── Extracted information ──

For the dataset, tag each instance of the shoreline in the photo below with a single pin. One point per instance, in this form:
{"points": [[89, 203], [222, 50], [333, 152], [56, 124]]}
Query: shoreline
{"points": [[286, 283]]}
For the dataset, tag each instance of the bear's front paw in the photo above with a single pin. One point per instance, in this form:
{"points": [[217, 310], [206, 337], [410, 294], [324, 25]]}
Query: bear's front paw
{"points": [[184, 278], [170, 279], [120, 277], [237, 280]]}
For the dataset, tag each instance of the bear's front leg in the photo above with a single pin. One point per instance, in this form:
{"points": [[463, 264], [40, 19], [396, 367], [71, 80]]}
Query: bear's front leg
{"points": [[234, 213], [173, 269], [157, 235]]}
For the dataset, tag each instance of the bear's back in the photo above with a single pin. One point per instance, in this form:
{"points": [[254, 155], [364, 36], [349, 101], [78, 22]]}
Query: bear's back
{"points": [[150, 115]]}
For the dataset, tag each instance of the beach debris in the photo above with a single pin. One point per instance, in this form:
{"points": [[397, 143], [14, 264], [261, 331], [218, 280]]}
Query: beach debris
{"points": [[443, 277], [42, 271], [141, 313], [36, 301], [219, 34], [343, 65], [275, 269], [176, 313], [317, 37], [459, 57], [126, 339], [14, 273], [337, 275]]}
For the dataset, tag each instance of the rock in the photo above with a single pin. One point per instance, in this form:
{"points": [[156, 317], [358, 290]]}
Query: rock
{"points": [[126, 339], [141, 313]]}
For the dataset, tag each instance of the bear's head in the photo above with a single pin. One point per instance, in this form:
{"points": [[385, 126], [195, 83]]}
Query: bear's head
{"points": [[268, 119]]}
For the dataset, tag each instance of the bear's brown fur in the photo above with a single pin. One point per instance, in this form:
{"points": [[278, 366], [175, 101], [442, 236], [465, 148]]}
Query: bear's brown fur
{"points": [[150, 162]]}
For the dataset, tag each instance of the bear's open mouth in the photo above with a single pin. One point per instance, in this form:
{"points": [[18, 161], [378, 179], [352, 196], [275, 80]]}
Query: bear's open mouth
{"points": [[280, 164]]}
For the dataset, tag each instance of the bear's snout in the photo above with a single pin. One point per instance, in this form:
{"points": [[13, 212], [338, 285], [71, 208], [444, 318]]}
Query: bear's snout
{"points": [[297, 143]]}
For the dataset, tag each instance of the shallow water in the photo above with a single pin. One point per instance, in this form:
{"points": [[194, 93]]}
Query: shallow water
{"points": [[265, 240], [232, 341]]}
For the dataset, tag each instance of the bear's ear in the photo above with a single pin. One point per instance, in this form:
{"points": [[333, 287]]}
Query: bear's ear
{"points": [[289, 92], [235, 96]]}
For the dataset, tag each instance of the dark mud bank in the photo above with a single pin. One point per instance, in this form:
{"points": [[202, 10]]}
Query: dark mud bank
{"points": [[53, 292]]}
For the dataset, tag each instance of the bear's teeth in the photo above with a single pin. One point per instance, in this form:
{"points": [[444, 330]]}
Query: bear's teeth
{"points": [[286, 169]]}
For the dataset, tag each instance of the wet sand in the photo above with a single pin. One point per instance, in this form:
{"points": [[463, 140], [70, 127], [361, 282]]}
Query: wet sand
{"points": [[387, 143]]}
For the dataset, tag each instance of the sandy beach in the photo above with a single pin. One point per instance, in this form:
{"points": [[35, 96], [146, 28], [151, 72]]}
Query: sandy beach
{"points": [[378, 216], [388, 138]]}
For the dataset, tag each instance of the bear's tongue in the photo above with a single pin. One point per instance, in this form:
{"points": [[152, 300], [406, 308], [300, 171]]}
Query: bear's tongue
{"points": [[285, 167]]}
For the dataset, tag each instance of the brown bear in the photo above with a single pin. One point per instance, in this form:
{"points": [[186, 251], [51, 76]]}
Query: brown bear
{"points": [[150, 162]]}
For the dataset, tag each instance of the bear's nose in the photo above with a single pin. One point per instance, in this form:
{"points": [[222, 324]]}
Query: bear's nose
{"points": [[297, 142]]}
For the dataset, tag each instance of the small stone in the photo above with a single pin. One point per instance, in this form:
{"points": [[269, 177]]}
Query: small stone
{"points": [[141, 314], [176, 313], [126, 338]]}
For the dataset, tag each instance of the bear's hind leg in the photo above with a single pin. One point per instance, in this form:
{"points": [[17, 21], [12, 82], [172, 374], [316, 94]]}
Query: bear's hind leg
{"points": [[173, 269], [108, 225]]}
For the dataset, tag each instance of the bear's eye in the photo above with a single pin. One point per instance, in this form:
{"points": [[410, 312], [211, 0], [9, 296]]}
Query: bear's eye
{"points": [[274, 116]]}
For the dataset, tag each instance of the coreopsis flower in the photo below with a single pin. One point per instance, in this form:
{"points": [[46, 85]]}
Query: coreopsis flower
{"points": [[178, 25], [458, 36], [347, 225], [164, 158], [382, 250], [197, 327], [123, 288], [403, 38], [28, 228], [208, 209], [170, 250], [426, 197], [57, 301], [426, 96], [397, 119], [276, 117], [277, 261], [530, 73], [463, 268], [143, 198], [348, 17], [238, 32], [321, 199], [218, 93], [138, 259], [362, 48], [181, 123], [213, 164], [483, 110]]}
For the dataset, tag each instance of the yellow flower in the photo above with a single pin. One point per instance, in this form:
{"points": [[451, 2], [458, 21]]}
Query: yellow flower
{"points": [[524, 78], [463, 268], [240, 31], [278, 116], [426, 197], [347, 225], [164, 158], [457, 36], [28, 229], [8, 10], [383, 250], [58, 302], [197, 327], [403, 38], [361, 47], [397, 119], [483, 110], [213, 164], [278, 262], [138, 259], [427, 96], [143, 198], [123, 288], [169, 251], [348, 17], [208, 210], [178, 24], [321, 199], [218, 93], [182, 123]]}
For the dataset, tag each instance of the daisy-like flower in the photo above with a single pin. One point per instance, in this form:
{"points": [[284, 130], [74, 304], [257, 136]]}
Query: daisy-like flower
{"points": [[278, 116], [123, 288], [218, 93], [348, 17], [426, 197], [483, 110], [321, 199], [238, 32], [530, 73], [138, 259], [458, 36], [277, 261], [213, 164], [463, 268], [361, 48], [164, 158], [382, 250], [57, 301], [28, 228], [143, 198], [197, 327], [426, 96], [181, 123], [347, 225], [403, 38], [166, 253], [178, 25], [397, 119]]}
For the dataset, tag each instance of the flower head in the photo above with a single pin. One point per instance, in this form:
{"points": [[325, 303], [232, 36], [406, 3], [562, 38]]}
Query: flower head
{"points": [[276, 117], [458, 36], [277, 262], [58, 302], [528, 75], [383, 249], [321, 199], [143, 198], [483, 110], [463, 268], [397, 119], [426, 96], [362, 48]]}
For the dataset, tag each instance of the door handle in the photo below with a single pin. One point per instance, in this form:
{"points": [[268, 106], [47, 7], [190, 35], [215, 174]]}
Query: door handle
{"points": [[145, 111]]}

───

Set down nothing but the lines from the one with "For the dataset, tag each instance of the yellow" through the end of the records, keeping each line exactly as written and including both ends.

For the dataset, tag each instance of the yellow flower in the photo above with a single pin. One point per instance, in this form:
{"points": [[451, 2], [458, 21]]}
Query: yellow flower
{"points": [[524, 78], [463, 268], [240, 31], [278, 116], [426, 197], [347, 225], [164, 158], [457, 36], [28, 229], [8, 10], [383, 250], [58, 302], [197, 327], [403, 38], [361, 47], [397, 119], [483, 110], [213, 164], [278, 262], [138, 259], [427, 96], [143, 198], [123, 288], [169, 251], [348, 17], [208, 210], [178, 24], [321, 199], [218, 93], [182, 123]]}
For the dataset, tag each instance of the daisy-like flower in the photo above with a single pin. One point per instance, in this form:
{"points": [[284, 130], [74, 304], [257, 136]]}
Query: daisy-like flower
{"points": [[278, 116], [123, 288], [218, 93], [348, 17], [426, 197], [483, 110], [321, 199], [238, 32], [530, 73], [138, 259], [458, 36], [277, 261], [213, 164], [463, 268], [361, 48], [164, 158], [382, 250], [57, 301], [28, 228], [143, 198], [197, 327], [426, 96], [181, 123], [347, 225], [403, 38], [166, 253], [178, 25], [397, 119]]}
For the dataset, tag each instance of the flower head in the photo above with a single pin. One point per instance, in this form:
{"points": [[325, 303], [232, 36], [406, 3], [562, 38]]}
Query: flower head
{"points": [[276, 117], [458, 36], [277, 262], [58, 302], [528, 75], [383, 249], [321, 199], [143, 198], [483, 110], [463, 268], [397, 119], [426, 96], [362, 48]]}
For the dataset, tag each instance of the door handle in the photo below with a single pin. One point per instance, in this form:
{"points": [[268, 106], [47, 7], [190, 35], [215, 174]]}
Query: door handle
{"points": [[145, 111]]}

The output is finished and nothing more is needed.